WHAT TO WORK ON:
Write out the entries verbatim and leave the images out of the copy.

Dataset records
- - - - -

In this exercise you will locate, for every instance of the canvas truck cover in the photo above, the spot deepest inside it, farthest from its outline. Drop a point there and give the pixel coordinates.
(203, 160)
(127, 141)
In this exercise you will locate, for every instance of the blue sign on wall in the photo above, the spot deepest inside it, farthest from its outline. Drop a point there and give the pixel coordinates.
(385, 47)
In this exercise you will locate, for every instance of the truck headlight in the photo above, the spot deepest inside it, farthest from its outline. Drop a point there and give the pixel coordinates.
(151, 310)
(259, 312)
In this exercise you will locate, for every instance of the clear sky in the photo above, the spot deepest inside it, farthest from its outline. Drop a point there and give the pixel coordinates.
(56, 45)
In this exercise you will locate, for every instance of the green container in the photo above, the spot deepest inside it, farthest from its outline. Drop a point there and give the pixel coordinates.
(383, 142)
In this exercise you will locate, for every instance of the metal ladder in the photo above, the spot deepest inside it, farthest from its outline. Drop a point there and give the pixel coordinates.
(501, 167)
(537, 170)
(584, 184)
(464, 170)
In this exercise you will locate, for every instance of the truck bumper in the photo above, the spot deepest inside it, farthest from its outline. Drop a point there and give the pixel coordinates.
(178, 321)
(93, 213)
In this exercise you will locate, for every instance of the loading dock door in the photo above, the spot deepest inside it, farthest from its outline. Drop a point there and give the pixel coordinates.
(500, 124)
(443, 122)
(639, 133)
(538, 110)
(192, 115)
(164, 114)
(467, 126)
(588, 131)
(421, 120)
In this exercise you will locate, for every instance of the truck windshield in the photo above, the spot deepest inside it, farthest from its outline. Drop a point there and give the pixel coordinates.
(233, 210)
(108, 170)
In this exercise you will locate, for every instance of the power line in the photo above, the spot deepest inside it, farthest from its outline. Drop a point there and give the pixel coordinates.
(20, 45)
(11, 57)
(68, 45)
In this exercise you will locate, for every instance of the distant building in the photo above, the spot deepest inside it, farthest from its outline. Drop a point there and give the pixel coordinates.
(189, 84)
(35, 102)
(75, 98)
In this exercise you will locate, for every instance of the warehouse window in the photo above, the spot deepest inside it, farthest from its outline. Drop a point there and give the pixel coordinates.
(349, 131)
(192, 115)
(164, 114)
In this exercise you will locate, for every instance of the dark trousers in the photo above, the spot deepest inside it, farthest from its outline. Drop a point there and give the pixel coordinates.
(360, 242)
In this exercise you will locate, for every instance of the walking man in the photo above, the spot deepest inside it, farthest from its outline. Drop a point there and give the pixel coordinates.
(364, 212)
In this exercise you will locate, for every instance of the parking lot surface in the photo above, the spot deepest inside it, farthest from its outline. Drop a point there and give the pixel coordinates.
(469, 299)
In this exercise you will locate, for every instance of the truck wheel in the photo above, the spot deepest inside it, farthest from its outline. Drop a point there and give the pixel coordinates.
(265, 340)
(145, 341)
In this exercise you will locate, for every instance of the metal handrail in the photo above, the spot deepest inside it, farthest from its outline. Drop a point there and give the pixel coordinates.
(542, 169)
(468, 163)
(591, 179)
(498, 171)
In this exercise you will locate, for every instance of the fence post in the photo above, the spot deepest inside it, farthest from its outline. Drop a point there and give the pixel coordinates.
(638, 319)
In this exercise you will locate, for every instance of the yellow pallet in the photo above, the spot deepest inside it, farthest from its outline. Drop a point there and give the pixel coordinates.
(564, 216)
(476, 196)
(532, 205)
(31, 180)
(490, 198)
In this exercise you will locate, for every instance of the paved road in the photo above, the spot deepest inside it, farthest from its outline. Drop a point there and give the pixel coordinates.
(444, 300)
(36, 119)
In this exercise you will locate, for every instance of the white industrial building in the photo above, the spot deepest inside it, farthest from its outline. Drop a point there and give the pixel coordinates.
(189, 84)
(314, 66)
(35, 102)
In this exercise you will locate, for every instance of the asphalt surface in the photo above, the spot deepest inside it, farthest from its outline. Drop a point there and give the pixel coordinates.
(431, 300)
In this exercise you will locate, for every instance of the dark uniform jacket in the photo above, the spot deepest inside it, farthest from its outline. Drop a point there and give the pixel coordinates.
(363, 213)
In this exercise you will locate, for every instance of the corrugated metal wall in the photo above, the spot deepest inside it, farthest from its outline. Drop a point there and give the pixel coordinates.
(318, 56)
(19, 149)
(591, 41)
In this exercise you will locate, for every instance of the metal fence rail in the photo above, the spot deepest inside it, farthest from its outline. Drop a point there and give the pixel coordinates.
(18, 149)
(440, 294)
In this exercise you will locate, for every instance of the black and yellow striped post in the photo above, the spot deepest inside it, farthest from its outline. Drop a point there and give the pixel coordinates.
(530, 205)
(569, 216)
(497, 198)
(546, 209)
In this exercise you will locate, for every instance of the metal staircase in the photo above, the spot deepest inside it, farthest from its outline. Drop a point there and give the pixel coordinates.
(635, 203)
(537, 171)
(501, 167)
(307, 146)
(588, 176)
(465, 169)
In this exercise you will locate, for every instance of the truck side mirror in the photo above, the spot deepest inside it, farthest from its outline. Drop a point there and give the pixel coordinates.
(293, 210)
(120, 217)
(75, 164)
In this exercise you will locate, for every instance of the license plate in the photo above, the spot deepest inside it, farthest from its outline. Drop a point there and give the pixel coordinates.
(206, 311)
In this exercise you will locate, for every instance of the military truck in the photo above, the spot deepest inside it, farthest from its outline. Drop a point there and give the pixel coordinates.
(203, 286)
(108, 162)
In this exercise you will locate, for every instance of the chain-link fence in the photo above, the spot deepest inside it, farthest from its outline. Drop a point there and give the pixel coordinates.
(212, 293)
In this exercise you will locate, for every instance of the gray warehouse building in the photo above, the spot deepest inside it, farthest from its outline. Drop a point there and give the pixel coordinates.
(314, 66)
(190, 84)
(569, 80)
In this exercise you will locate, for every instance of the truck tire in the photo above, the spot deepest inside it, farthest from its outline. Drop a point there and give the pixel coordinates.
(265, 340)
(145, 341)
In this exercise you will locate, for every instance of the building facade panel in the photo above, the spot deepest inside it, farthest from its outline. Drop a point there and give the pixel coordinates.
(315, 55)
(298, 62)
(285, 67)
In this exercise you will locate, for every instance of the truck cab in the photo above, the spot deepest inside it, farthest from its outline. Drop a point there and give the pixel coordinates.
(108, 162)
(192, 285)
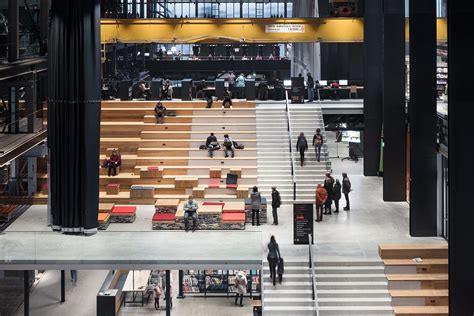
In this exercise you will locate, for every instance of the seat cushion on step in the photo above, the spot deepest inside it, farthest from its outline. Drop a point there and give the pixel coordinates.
(214, 183)
(164, 217)
(233, 217)
(213, 204)
(125, 209)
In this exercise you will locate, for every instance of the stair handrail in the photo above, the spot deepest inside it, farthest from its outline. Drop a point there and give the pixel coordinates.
(290, 131)
(313, 276)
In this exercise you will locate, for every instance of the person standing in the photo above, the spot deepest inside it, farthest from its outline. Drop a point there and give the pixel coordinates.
(321, 197)
(156, 295)
(240, 286)
(74, 277)
(276, 203)
(273, 257)
(302, 146)
(190, 210)
(346, 189)
(329, 186)
(336, 194)
(256, 202)
(318, 143)
(310, 84)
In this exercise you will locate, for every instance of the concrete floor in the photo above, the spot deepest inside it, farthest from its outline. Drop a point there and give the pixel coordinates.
(350, 235)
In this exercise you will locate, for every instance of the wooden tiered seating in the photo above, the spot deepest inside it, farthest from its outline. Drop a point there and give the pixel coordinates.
(418, 277)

- - - - -

OUTPUT BELOW:
In this exercise you will locate, for every instance of the canvas truck cover in the photo above, the spot deepest inside it, farthest from its outline. Drop a point there and give the pixel coordinates.
(203, 160)
(127, 141)
In this exercise you will locate, for every instance of the blue sign on wall in the photo above, the spot deepest inside it, farthest from its outline. Drop a point there and give the pixel coordinates.
(385, 47)
In this exercise you will locate, for every instance of the truck headlight in the photo above, the spot deepest inside it, farthest from its outline. Drop a point there and give the pixel coordinates.
(151, 310)
(259, 312)
In this exercise you will locate, for every instance of the clear sky in the photo above, the spot deepest inside it, farthest from its outline. Drop a point there and give the pixel coordinates.
(56, 45)
In this exercise you will locate, for every instance of the green container in the photo above, the spot deepest inside it, farthest from its outline. Drop a point there and give the pixel coordinates.
(383, 142)
In this exercise you will locate, for every instance of the metal ladder in the photo above, the spot deepest inside it, farthest from its outline. Drop a point there and give the pixel coordinates.
(501, 167)
(537, 170)
(584, 184)
(464, 170)
In this exercise you will locate, for every instance of the truck bumper in the photo above, the spot deepest inside it, farthest from its outline. Drop a point there and give the pixel coordinates.
(178, 321)
(93, 213)
In this exercise you will locate, for every instance of the loading dock door in the photo above, the spot deepest inside it, farthest from its outline. Drop a point there and give the pixel coordinates.
(500, 124)
(443, 122)
(639, 133)
(538, 110)
(192, 115)
(164, 114)
(467, 126)
(588, 131)
(421, 120)
In this exercise you will locate, for every instance of the truck windshield in the photo above, the spot deepest inside it, farthest from its outline. Drop a point there and give the pixel coordinates.
(233, 210)
(108, 170)
In this exercise you will locate, for every instance of the power line in the photo above, the spot deepest inside it, farthest from its outline. Drop a point there and give the pixel coordinates.
(20, 45)
(11, 57)
(68, 45)
In this exercise you will locate, for every instance of the distant building in the photo above, the spot deepest inside it, farthest from its outline. Drop a point there and give the pixel coordinates.
(189, 84)
(35, 102)
(75, 98)
In this exercise you will locate, for every instance of the warehouse window in the photo above, the spot deepest inside it, farthest from its outline. Drop a point there and give the pixel coordinates.
(349, 131)
(192, 115)
(164, 114)
In this exercise you will locate, for every instance of the dark trousers in the photo above, the spot deepest inside it, farthest from its outline. Drop a point there and give the pixel coordinates.
(360, 242)
In this exercise you will locate, for every instance of the walking man in the photo above, the spot deepest inside it, farthest from its outline. Drop a point there and give the pixel coordinates.
(364, 212)
In this exercise you will locate, for every instance of the parking lot surface in the photo above, the spot deepest inside it, farthest from its outline. Drop a point there and give the pixel coordinates.
(469, 299)
In this exercise you will locate, for every instance of the truck wheel in the photo above, the spot deepest inside it, farthest from its outline. Drop a point there and give the pixel coordinates.
(265, 340)
(145, 341)
In this exercise you will locate, for every instance of the metal handrail in the photo above, the spot deepest inside it, farthest from its outline. Drop a point there and give the pixel coordinates.
(542, 169)
(468, 163)
(591, 179)
(498, 171)
In this exercise you will locate, for every instance of the fence post in the photo above, the spot deepest inside it, farthest from its outline. Drop a point there and give the pixel coordinates.
(638, 319)
In this exercise you will locate, for every instance of the yellow pallet in the photo above, the spot deepest inside it, farthest from its outline. Drop a point there and give the pixel coordinates.
(564, 216)
(476, 196)
(532, 205)
(31, 180)
(490, 198)
In this exercise you will locate, for every instance of the paved road in the photo above, the spot deepest inside it, farthest from its outline. Drop a point there and give the pixel coordinates.
(444, 300)
(36, 119)
In this exercise you will locate, for every instance of the white industrial building in the photo above, the spot deepest inside it, farthest from its outline. Drop a point there and give the pixel coordinates.
(189, 84)
(314, 66)
(35, 102)
In this exercise you will locate, for every instance of the asphalt surface in the photo above, the spot deepest inside it, farthest from its outline. Drop a point there and give the pixel coordinates.
(431, 300)
In this exercise you will locate, for every instance of the dark uniform jacket in the photo above, the spot deepest inside it, farthest from its outline. Drop a point there and give the pixel coordinates.
(363, 213)
In this exercise you will locate, for every instance of the corrugated metal wall in the photo above, the spot deepest inside it, farthest from its outline. Drop a point there and give the pixel coordinates.
(318, 56)
(19, 149)
(591, 41)
In this exercise you will locate, for every instance of the metal fence rail in the photo above, the spot deepest inside it, farthest from its outline. Drop a point there and give the pixel coordinates.
(18, 149)
(440, 294)
In this exercise you will locate, for every instance of the black and yellow striped post in the photo above, the spot deepest inside it, farthest from its outline. Drop a point there and give the pixel coordinates.
(530, 205)
(569, 216)
(497, 198)
(546, 209)
In this exercise you will locate, for every instance of the metal staircase in the photo above, the spot deepest inside it, farthest from its outline. Drop a point there and give the pixel coordinates.
(635, 203)
(537, 171)
(501, 167)
(307, 146)
(588, 176)
(465, 169)
In this exercise you will locate, for every instance of the truck side mirror in the photo above, the spot deepest inside it, farthest from its outline. Drop a point there and give the pixel coordinates.
(293, 210)
(120, 217)
(75, 164)
In this exercise you will locate, for every instance of the license plate in the photo above, the spot deepest inside it, farthest from its outline. Drop a point there and give the pixel coordinates.
(206, 311)
In this exercise you will locate, for every instance of the military truck in the photo above, the spot deepest inside it, farthest from its outline. Drop a point there and give the pixel coordinates.
(203, 286)
(108, 162)
In this exercise you will locate, for every instance of the chain-link fence in the photo above, the spot deepest inside it, farthest from its outline. Drop a point there and give the pixel coordinates.
(212, 293)
In this exercise you will locate, for every instance of the gray warehouse building in the photo above, the spot deepest inside it, farthest from its outline. Drop a point there and give the pixel coordinates.
(314, 66)
(190, 84)
(569, 80)
In this exercise you will locate, for every instance of the truck tire in the photo above, the spot deepest inside it, farthest from its outline. Drop a point there and give the pixel coordinates.
(265, 340)
(145, 341)
In this exercise you will locate, for every instance of the building facade panel in the photo above, the spot deepest inside it, farthest from its outline. Drop a point there and give the pixel coordinates.
(315, 55)
(298, 62)
(285, 67)
In this exercise you will locate, for every instance of the truck cab in the photo above, the spot deepest inside it, farthest from its outline. Drop a point there and give the pixel coordinates.
(108, 162)
(192, 285)
In this exercise you will locate, for every instance of the seat cushion on step in the photo above, the spot deepest inside it, farthest from its outline. Drop a point there and give the pixel coordinates.
(214, 183)
(164, 217)
(233, 217)
(213, 204)
(125, 209)
In this exercise you will locate, for every instance of the stair handrail in the photo above, the spot deepest inside it, farthest from its outline. Drop a point there and give the pixel coordinates.
(290, 131)
(313, 276)
In this exercise you will locate, for every instance of the person standing in the photo above, the spot deepest inside it, farthest from its outline. Drop a point there and give the pixel coordinates.
(321, 197)
(156, 295)
(240, 286)
(74, 277)
(276, 203)
(273, 257)
(302, 146)
(190, 210)
(346, 189)
(329, 186)
(336, 194)
(256, 202)
(318, 143)
(310, 84)
In this exercise you will locate, for every instance of the concrete floor in the photo above, the spot deepest inside it, farthest from its outline. Drop a point there and give the pixel coordinates.
(350, 235)
In this exercise you will locate, for every instance of the wooden tiered seating in the photo above, the spot deepest inside it, farthest from its outline. Drop a point there and give the pixel coordinates.
(418, 277)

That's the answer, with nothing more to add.